__RECORDS__
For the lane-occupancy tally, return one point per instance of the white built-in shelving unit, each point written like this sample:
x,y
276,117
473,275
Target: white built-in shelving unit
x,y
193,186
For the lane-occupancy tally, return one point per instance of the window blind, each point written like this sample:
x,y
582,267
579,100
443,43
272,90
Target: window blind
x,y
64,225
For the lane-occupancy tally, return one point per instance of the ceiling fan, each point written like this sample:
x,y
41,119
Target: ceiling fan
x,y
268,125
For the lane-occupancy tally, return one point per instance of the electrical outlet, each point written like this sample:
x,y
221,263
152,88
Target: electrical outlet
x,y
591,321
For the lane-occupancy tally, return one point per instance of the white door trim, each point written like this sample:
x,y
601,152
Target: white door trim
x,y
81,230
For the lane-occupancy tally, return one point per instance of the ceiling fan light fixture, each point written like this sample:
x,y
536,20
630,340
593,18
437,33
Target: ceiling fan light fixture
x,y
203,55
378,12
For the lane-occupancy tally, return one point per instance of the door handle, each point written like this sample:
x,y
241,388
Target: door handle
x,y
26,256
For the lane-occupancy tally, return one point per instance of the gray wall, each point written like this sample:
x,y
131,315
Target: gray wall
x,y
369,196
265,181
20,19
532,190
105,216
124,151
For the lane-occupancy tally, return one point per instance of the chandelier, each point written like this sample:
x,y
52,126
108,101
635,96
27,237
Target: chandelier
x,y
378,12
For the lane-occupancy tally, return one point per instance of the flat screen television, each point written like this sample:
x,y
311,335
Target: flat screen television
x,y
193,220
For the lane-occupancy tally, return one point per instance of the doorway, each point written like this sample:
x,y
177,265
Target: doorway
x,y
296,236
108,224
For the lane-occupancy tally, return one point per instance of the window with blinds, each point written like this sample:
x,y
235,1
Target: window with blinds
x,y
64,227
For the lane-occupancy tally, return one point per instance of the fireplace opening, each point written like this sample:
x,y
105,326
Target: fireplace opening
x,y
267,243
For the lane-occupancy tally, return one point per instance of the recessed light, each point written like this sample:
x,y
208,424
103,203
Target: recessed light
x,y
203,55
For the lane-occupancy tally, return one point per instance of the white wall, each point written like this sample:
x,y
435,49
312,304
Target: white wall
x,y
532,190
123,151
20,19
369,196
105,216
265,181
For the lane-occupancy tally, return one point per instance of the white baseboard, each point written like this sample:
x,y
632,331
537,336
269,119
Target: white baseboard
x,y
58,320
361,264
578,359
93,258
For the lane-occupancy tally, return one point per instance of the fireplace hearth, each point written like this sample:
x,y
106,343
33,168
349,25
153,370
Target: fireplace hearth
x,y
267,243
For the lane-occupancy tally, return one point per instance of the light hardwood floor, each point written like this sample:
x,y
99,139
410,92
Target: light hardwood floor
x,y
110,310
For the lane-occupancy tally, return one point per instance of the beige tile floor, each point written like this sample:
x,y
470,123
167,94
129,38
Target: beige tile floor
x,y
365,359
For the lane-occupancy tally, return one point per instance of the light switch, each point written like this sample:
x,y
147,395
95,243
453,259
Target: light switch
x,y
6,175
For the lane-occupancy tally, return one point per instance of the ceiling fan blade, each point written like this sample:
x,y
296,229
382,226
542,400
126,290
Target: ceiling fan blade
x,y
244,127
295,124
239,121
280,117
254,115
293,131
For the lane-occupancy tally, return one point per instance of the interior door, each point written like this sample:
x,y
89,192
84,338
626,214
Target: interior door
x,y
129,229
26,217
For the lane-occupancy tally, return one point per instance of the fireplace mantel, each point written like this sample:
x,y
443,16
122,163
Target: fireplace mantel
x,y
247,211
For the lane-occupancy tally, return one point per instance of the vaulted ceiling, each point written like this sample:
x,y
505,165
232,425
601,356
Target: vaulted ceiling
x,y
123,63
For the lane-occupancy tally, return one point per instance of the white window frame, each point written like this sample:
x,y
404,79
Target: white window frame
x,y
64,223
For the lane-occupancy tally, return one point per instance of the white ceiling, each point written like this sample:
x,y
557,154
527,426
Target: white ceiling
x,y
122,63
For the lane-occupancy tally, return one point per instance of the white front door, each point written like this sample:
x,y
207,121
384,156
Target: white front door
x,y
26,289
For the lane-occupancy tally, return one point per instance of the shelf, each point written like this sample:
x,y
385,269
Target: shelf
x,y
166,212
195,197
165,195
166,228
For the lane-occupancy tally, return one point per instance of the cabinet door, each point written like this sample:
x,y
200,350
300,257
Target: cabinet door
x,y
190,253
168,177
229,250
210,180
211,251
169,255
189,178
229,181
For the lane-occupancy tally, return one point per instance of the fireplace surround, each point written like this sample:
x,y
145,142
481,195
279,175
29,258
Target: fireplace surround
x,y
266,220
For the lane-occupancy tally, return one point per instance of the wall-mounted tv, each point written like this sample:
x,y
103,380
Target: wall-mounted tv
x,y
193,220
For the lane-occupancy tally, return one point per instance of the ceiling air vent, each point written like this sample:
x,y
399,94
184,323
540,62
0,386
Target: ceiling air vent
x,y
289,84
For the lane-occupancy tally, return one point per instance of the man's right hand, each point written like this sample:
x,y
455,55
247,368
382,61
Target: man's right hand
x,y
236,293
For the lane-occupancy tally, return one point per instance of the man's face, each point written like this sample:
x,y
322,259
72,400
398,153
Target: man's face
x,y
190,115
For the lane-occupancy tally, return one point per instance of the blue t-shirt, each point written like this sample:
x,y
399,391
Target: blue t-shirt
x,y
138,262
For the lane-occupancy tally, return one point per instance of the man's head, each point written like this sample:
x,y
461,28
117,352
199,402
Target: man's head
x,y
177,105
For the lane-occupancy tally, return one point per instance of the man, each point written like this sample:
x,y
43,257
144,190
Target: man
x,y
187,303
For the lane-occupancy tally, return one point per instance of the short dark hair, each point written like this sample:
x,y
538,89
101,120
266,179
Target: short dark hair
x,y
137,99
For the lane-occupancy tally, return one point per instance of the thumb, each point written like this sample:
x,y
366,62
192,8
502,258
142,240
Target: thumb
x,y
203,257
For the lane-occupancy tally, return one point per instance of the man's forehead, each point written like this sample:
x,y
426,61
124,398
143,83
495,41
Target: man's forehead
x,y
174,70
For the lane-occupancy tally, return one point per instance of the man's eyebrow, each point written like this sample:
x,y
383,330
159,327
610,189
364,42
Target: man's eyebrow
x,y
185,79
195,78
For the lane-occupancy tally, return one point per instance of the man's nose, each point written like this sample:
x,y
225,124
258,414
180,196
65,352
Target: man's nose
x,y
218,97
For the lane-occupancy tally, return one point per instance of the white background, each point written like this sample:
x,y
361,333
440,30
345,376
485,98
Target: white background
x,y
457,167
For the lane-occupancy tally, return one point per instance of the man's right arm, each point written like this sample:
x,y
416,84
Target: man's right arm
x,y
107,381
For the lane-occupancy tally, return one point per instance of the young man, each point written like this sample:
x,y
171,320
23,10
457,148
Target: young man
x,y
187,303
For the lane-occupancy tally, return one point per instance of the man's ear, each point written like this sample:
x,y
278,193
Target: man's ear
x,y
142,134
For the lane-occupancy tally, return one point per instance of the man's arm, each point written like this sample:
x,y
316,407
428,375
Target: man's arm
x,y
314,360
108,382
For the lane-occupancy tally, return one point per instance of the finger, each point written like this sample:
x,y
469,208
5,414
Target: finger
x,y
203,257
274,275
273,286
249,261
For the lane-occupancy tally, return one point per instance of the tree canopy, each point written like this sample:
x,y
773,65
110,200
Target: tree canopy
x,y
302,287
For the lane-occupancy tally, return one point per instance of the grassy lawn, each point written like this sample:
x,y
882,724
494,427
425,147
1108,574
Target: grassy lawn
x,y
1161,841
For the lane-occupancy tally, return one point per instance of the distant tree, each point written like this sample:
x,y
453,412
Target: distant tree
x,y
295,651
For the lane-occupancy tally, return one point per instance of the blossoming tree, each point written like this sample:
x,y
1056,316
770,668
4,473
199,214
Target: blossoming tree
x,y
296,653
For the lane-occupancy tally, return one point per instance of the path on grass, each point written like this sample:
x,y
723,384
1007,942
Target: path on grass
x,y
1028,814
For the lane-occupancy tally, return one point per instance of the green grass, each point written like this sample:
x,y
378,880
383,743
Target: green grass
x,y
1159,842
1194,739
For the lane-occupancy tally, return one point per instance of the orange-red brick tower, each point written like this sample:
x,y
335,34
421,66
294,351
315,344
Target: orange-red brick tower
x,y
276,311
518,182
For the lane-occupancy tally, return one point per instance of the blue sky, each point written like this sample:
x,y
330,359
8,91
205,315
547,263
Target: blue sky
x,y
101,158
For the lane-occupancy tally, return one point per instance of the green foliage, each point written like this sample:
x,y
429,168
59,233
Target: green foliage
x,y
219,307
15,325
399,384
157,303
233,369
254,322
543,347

__EXERCISE OBJECTIVE__
Above are the records; copy exactly the lines from the one with "of the path" through the final line.

__EXERCISE RESULT__
For the lane-occupancy tally, return one point per instance of the path on grass, each point written like this sample:
x,y
723,384
1007,942
Target: path on grass
x,y
1028,814
For the lane-occupancy tally, return one point per instance of the green grass, each point written like this sample:
x,y
378,880
383,743
Target: green grass
x,y
1159,842
1194,739
For the lane-occupancy tally, return one point per instance of the orange-red brick tower, each point written like this sample:
x,y
335,34
421,66
294,351
315,344
Target: orange-red brick tower
x,y
276,311
518,182
For the lane-occupancy tally, return one point per instance of the blue sky, each point written like this sample:
x,y
330,359
8,91
205,315
547,263
Target: blue sky
x,y
101,158
For the lane-occupancy tally, return one point per instance of the green foliage, each point written like this sample:
x,y
429,168
59,233
Target: green foliage
x,y
219,307
15,325
399,384
157,303
233,369
254,322
543,347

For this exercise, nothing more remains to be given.